- _Given request_:
Can you show every line in the records below that contains the string "shirt"?

——————————

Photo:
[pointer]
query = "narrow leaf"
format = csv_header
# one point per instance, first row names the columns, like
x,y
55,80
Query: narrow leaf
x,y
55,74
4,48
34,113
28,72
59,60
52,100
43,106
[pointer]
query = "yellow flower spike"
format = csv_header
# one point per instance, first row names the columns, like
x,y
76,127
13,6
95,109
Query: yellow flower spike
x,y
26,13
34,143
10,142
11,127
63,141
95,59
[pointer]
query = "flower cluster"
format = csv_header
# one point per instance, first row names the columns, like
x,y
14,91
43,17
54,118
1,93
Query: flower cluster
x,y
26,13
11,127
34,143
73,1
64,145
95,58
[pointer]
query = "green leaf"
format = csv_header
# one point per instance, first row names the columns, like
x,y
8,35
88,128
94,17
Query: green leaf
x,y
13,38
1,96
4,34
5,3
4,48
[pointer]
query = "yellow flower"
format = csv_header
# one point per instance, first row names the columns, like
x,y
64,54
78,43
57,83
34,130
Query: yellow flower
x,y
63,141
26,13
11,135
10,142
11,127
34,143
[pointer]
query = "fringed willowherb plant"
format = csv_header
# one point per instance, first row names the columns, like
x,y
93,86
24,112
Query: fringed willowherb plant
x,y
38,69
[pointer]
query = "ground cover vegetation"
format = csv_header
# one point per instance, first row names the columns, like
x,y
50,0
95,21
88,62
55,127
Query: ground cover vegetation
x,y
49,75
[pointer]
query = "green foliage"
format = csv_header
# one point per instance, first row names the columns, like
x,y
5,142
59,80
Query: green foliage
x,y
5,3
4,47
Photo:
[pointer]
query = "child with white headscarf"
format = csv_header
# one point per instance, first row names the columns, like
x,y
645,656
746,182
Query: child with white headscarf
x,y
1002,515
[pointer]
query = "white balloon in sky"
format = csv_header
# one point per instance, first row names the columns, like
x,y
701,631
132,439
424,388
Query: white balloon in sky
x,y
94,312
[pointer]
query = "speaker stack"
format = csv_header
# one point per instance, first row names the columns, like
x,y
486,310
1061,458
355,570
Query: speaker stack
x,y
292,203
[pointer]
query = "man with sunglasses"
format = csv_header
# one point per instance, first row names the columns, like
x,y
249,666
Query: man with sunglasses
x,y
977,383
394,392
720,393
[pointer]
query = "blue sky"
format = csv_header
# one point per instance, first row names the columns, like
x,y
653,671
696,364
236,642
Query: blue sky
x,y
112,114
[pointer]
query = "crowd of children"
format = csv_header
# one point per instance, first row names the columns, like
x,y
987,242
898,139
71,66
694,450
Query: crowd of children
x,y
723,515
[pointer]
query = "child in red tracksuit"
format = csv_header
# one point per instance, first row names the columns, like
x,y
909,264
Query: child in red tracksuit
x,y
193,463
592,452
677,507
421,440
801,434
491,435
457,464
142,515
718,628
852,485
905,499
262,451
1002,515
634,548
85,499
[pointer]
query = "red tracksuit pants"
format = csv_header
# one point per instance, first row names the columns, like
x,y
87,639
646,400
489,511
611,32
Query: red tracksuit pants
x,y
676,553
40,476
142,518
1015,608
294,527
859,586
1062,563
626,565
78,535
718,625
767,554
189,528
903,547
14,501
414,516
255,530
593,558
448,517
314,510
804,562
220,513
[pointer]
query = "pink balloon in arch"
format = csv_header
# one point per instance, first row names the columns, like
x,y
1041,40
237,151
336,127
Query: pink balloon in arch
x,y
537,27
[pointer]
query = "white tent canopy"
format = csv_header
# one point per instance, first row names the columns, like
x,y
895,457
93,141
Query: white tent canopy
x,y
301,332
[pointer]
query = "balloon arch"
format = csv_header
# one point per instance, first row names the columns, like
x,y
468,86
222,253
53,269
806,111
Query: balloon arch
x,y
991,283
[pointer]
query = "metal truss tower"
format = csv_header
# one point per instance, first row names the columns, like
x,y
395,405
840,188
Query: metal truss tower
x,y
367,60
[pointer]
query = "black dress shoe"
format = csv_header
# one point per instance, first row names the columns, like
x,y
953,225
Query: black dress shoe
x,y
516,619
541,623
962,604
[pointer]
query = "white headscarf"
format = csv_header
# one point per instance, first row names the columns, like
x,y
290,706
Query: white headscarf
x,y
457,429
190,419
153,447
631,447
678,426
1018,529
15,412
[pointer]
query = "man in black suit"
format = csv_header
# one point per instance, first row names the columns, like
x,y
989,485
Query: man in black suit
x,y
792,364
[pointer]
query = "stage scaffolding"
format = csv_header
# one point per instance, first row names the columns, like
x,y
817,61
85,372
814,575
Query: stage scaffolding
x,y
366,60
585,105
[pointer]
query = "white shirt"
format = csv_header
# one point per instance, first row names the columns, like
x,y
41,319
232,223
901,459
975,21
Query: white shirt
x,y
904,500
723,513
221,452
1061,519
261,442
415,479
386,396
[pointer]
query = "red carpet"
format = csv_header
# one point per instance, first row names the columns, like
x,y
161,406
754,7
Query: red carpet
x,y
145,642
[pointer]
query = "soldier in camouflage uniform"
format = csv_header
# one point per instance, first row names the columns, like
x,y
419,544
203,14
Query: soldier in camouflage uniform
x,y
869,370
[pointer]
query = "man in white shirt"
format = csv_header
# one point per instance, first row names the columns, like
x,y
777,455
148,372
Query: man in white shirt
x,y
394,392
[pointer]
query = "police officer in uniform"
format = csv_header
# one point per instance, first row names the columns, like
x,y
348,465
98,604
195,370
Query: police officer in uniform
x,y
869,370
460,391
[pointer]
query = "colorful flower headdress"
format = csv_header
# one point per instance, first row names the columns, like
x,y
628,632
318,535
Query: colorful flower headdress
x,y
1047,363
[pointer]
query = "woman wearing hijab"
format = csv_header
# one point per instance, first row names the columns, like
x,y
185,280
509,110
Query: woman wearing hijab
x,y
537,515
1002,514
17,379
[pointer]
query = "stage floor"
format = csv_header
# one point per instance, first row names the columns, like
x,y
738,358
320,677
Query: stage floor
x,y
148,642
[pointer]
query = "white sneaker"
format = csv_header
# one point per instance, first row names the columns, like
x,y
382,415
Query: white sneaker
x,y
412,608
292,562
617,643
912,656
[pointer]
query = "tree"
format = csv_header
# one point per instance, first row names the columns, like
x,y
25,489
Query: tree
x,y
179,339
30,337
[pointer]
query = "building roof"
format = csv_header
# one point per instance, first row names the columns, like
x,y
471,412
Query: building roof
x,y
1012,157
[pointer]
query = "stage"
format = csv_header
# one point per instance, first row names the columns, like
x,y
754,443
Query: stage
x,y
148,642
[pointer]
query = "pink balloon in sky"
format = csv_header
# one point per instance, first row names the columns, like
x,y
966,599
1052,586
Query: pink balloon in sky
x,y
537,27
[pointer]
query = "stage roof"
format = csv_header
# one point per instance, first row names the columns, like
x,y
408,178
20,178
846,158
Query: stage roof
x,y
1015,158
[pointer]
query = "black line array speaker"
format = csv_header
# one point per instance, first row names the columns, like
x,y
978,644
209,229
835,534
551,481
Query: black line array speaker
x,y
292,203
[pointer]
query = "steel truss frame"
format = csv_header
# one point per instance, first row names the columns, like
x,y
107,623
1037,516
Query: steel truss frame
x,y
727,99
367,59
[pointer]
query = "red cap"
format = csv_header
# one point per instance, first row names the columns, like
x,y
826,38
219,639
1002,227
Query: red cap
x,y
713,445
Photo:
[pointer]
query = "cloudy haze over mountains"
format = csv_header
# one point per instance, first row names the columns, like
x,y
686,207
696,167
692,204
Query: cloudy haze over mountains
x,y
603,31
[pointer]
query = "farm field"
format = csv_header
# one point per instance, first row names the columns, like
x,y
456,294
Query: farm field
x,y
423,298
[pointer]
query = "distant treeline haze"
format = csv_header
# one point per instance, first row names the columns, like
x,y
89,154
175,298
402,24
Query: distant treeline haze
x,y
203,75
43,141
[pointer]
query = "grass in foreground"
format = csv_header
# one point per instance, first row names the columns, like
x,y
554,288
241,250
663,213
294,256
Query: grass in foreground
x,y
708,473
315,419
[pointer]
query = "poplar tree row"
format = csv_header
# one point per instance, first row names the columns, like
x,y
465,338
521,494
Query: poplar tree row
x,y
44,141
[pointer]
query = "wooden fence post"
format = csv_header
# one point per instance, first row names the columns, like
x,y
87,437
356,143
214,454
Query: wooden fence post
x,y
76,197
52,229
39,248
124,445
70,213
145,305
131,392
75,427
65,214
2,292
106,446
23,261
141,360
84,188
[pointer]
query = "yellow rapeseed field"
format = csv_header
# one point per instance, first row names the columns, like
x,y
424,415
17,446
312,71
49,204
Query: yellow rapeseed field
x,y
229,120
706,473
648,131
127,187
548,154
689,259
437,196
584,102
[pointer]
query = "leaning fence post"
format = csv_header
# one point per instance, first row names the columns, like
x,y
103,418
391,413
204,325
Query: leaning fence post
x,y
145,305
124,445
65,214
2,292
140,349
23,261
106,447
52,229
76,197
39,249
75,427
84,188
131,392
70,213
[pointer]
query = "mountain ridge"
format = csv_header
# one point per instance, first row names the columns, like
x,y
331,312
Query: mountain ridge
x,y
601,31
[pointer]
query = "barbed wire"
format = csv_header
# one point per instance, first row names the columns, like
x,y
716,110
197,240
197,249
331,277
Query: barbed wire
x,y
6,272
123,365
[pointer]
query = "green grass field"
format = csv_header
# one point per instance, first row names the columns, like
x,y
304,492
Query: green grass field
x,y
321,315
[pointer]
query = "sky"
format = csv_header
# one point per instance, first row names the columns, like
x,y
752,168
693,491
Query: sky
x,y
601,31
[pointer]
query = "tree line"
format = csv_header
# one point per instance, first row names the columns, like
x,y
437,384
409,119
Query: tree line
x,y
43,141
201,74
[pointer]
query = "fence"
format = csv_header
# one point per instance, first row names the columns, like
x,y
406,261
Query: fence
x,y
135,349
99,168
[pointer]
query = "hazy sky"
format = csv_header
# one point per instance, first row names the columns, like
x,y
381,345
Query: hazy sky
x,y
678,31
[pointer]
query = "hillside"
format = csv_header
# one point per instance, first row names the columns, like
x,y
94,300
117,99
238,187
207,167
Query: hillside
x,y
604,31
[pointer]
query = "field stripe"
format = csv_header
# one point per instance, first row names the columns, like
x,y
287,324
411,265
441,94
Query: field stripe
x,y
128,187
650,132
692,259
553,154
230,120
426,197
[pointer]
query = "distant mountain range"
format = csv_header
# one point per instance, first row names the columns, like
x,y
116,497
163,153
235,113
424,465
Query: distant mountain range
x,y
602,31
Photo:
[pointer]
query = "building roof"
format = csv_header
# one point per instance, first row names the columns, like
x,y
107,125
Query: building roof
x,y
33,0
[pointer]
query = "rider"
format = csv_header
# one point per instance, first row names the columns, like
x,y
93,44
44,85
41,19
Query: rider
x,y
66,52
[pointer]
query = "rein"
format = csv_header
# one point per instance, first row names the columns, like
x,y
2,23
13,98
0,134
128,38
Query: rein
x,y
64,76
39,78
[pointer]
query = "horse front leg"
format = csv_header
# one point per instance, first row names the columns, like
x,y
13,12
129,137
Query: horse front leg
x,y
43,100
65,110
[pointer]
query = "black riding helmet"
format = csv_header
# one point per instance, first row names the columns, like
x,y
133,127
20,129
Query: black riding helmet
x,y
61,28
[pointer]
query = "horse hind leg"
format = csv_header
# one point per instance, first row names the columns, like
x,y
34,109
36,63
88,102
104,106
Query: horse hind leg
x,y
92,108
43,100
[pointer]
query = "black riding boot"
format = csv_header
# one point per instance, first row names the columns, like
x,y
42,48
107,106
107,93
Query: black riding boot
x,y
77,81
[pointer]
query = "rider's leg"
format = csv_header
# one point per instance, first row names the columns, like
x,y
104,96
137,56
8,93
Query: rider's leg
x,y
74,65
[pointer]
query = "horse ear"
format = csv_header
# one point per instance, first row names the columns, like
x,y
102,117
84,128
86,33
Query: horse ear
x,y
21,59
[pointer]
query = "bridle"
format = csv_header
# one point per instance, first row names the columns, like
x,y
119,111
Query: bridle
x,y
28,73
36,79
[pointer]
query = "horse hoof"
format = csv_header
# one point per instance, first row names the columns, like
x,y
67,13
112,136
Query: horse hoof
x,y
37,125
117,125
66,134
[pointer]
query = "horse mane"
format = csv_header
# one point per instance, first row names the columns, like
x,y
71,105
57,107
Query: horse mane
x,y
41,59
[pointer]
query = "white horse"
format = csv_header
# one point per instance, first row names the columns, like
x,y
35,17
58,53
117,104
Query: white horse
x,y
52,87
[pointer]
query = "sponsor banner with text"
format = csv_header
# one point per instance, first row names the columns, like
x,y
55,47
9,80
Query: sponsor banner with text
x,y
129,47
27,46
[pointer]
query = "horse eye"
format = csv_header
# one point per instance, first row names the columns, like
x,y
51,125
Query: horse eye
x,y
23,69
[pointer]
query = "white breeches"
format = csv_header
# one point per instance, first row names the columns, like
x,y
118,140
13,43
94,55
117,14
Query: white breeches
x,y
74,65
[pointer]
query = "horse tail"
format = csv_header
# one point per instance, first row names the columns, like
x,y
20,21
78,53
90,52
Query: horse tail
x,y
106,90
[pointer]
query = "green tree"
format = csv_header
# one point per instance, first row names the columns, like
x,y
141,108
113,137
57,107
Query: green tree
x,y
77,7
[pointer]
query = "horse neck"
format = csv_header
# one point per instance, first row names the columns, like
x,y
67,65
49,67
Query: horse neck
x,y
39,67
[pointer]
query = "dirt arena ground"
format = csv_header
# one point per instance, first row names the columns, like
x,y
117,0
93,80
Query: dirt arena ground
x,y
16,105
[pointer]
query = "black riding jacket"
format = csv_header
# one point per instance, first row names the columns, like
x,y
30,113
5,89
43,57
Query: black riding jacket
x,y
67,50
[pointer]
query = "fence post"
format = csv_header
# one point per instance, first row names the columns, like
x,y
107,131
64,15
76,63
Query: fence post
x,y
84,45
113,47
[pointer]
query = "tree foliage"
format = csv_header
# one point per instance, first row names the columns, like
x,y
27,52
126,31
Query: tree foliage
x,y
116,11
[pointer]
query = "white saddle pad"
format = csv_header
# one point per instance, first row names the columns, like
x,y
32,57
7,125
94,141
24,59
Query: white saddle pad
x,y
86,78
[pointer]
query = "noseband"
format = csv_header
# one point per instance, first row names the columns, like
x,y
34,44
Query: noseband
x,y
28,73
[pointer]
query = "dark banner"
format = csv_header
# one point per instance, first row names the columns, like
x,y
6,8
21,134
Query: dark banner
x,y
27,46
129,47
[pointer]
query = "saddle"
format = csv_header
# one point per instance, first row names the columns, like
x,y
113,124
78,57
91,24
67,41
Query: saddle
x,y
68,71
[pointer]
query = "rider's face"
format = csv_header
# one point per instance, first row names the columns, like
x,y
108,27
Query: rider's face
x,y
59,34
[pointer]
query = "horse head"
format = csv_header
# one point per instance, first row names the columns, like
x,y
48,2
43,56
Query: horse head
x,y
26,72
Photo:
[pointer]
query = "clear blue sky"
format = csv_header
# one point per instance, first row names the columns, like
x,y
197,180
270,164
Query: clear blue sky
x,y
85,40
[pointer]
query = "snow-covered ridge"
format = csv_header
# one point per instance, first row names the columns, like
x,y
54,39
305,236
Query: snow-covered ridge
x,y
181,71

——————————

- _Task response_:
query = "white shirt"
Query: white shirt
query = "man in white shirt"
Query: man in white shirt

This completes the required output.